** BEGIN **

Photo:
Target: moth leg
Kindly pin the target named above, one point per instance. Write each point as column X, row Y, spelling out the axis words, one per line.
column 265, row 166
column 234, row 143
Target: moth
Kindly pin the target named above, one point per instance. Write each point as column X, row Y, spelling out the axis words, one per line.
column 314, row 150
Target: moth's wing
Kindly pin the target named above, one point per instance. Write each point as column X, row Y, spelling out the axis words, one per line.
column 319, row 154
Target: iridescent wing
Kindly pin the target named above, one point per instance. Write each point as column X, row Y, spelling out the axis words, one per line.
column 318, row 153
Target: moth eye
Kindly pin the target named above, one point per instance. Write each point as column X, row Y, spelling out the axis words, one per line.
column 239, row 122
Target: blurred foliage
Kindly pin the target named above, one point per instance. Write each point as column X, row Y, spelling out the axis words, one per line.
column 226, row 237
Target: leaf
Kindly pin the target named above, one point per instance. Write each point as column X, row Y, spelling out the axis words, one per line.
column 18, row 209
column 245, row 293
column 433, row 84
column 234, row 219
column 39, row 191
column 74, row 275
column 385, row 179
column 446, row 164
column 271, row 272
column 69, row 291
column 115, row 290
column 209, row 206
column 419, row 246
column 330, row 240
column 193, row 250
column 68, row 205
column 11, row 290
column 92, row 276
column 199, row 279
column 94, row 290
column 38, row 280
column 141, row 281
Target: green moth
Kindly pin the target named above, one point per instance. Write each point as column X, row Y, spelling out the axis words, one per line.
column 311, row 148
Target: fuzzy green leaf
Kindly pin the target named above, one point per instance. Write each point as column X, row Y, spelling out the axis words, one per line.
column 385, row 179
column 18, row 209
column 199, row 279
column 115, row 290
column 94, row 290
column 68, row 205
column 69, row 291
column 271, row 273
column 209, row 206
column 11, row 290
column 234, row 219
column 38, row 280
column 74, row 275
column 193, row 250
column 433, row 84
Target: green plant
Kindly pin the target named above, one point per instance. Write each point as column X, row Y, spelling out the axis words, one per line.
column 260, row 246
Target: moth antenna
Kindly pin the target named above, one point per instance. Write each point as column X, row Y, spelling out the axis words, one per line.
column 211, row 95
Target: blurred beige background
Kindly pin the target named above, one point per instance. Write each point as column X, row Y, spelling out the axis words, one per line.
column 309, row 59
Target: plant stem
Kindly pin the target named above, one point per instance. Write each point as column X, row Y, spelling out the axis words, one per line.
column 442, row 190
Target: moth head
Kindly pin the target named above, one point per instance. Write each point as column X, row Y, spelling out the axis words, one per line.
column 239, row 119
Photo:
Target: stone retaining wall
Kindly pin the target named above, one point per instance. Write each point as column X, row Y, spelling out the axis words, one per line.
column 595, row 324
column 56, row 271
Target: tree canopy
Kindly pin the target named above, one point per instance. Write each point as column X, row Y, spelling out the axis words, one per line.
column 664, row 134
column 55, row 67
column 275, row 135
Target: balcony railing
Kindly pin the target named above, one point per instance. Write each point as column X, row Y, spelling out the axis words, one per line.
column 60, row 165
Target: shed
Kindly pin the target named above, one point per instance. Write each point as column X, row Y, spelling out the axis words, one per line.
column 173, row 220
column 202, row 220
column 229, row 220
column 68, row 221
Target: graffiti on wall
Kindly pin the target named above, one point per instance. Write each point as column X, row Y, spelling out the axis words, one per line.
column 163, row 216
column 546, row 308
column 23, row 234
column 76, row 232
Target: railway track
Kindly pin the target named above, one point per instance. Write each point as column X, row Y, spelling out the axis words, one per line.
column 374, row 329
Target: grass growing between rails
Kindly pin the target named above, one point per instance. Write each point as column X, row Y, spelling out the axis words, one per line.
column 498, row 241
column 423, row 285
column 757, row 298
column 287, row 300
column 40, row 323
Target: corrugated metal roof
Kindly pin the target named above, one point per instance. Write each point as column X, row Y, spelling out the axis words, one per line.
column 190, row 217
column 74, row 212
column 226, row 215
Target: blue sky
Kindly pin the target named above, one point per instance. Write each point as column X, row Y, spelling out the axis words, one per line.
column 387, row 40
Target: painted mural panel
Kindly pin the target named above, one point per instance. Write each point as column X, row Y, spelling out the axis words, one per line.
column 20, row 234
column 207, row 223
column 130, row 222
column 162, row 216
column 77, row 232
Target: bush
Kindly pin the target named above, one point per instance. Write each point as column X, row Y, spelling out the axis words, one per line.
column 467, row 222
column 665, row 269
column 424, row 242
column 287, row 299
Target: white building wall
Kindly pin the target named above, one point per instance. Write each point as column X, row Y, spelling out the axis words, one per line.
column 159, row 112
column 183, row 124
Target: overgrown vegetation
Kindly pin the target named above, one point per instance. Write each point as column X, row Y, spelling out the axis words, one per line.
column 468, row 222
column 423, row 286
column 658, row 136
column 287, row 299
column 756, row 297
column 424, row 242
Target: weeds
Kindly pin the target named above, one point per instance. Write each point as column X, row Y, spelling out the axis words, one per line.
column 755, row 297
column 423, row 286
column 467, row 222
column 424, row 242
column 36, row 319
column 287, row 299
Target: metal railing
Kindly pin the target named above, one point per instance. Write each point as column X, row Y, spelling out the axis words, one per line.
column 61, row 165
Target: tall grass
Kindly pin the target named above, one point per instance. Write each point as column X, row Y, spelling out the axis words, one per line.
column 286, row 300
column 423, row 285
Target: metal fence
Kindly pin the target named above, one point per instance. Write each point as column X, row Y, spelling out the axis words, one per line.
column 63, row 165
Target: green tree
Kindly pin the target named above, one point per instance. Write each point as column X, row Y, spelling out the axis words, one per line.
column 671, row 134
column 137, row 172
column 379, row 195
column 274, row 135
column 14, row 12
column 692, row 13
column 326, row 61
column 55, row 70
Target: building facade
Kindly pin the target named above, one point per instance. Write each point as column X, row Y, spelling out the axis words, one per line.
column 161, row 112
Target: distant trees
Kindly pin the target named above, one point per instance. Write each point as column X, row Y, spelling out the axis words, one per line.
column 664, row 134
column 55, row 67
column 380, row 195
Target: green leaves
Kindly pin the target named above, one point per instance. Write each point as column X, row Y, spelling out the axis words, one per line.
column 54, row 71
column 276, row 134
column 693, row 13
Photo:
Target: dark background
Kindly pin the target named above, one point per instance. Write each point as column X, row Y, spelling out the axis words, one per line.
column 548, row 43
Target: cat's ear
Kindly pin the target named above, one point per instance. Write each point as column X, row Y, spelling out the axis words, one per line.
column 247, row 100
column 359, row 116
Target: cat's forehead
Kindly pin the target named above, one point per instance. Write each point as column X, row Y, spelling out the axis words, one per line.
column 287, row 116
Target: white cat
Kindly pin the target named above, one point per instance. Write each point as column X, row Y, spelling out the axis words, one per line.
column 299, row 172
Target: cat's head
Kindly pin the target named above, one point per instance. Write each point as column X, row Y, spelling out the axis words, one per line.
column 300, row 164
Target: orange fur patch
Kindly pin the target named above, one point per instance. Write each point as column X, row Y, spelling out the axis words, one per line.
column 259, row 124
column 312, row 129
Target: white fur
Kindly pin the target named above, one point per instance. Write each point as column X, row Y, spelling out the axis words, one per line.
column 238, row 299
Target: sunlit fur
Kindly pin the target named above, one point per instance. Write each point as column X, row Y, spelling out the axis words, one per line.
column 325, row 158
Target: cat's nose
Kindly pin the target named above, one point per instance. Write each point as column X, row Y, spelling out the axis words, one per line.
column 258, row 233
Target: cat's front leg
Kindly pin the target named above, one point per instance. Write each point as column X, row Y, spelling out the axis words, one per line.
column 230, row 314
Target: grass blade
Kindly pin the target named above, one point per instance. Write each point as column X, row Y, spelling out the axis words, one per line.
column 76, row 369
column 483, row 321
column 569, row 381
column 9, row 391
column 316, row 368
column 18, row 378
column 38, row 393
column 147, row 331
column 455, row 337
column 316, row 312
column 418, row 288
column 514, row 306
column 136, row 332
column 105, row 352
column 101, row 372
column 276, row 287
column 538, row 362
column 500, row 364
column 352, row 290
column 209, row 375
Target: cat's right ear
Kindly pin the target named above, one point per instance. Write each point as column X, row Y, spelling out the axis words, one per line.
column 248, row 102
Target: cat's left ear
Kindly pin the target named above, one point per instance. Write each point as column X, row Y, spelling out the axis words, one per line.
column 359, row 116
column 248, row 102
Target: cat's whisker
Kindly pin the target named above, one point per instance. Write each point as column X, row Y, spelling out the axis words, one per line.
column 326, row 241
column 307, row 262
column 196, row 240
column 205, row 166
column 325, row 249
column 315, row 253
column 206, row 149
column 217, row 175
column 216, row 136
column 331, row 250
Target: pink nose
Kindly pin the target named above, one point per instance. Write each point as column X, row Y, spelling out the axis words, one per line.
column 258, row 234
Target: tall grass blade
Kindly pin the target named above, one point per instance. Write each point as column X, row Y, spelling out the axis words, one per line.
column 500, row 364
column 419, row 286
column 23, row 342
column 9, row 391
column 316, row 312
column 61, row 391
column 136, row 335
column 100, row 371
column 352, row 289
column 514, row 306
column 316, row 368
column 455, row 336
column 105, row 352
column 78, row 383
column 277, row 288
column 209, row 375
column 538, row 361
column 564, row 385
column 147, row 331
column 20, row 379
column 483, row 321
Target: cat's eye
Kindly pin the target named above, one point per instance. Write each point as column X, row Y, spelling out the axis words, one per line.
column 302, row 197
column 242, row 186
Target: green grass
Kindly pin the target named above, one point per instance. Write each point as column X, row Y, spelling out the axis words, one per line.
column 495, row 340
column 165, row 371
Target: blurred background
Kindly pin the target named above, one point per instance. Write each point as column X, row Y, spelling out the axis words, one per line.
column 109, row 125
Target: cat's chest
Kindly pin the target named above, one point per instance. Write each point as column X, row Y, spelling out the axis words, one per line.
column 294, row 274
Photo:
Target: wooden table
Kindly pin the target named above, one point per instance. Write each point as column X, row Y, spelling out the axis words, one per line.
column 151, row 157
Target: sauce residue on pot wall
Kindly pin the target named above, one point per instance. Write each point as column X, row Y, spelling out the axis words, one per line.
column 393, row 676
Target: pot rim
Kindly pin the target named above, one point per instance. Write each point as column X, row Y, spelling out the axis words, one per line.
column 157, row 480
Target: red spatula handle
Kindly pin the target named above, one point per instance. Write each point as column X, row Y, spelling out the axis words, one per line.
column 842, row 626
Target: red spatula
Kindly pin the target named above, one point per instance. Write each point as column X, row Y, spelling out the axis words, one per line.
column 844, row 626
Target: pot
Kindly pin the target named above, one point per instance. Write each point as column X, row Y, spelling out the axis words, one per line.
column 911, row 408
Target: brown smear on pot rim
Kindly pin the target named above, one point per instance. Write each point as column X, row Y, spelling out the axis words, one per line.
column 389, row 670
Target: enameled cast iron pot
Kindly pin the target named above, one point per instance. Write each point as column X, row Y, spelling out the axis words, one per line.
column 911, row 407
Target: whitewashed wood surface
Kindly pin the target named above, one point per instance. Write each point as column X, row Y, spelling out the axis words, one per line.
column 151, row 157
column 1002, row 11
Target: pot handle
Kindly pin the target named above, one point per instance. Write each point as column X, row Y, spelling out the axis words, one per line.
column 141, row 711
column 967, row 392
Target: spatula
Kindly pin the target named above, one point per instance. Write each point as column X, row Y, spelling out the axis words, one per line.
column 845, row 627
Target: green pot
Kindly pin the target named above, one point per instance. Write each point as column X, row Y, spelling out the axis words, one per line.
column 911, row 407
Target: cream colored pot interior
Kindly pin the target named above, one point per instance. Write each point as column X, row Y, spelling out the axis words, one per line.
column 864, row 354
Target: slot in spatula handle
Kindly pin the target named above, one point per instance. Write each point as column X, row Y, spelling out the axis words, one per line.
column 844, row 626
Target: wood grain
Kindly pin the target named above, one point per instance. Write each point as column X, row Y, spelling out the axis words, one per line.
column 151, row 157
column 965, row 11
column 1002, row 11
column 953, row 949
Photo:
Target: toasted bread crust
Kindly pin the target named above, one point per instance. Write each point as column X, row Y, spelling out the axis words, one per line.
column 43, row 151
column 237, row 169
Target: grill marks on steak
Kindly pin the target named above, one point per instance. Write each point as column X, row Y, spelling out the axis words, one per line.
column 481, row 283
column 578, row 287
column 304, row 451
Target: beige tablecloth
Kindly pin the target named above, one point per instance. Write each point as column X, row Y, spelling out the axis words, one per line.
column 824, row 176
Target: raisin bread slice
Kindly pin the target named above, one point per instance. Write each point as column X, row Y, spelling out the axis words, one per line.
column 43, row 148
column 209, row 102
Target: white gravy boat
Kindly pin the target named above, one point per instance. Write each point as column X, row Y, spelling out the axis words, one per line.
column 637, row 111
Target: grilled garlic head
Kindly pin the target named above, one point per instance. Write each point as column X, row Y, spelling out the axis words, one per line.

** END **

To do — Reproduce the stretch of material from the line containing "Target: green tree" through the line containing "column 300, row 164", substituting "mark" for every occurrence of "pin" and leaving all else unchanged.

The solution —
Target: green tree
Kindly mark the target named above, one point per instance. Write each point as column X, row Y, spelling out the axis words, one per line.
column 671, row 134
column 137, row 172
column 379, row 195
column 274, row 135
column 14, row 12
column 692, row 13
column 326, row 61
column 55, row 70
Target: building facade
Kindly mark the target named above, one point per instance. Write each point as column X, row Y, spelling out the axis words, one per line.
column 161, row 112
Target: distant trees
Kindly mark the target named above, one point per instance. Write each point as column X, row Y, spelling out the axis words, one per line.
column 664, row 134
column 55, row 67
column 380, row 195
Target: green leaves
Kindly mark the target named above, one point per instance. Write each point as column X, row Y, spelling out the axis words, one per line.
column 54, row 71
column 276, row 134
column 693, row 13
Photo:
Target: dark background
Kindly mark the target named above, one point per instance. Write each point as column X, row Y, spelling out the axis words, one per line.
column 548, row 43
Target: cat's ear
Kindly mark the target named above, one point per instance. Write each point as column X, row Y, spelling out the axis words, one per line.
column 247, row 100
column 359, row 116
Target: cat's forehead
Kindly mark the target named above, one point per instance. Write each point as column X, row Y, spelling out the axis words, one per line.
column 287, row 116
Target: white cat
Kindly mark the target named above, one point per instance. Write each point as column X, row Y, spelling out the axis words, one per line.
column 299, row 172
Target: cat's head
Kindly mark the target named above, one point per instance. Write each point as column X, row Y, spelling out the axis words, one per line.
column 300, row 164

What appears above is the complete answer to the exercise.